→ To be done
Pick out every line in the listing below that contains the string "bounding", and copy each such line in full.

→ Dataset records

⟨

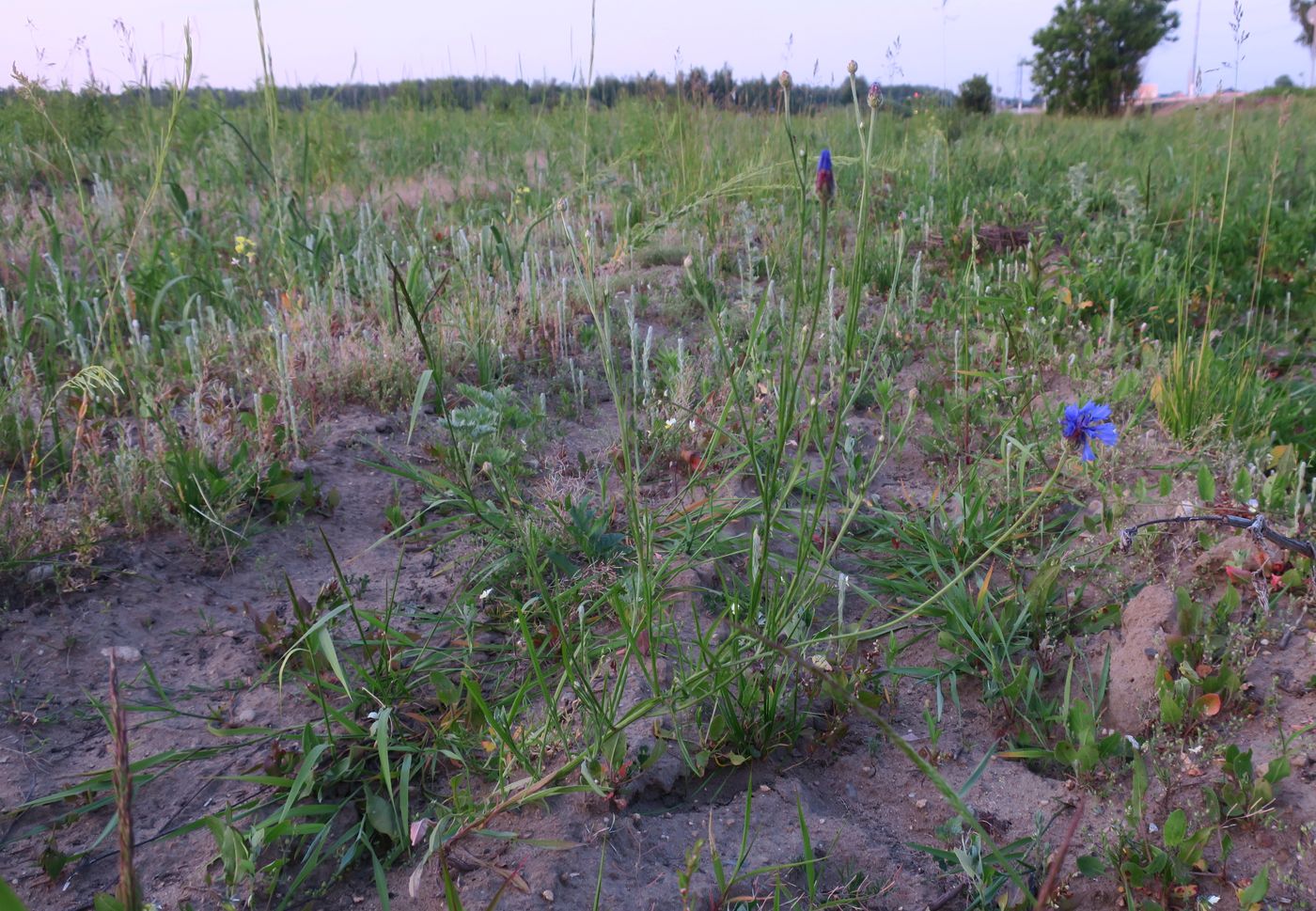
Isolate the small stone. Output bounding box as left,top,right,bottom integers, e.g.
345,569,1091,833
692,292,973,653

⟩
⟨

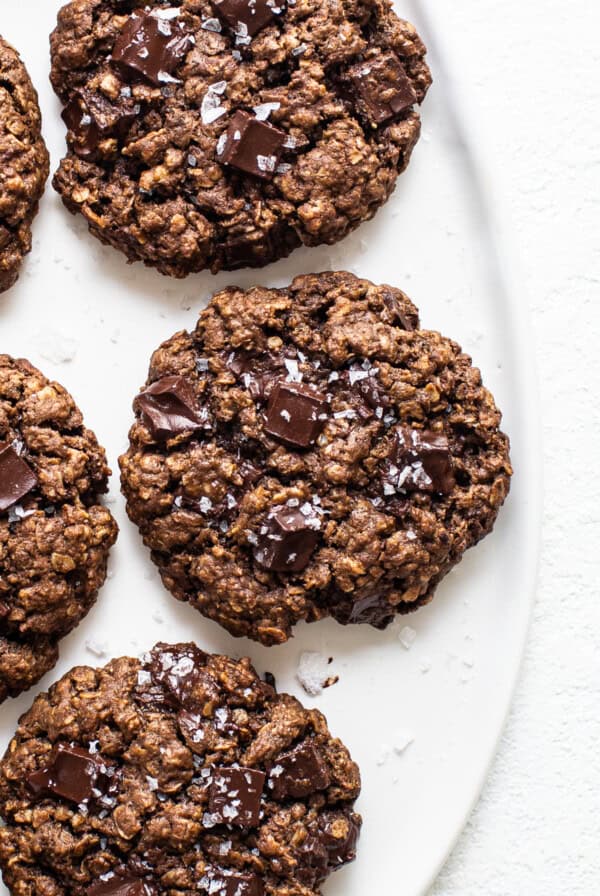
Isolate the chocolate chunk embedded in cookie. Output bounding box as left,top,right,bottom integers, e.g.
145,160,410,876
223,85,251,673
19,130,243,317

⟩

→ Worked answer
Isolate the small stone. Output bounding box as left,top,right,bottom integers, e.g.
Isolate the chocolate chunk embedded in cookie. Output bounding box as left,top,right,bottom integers, e.g.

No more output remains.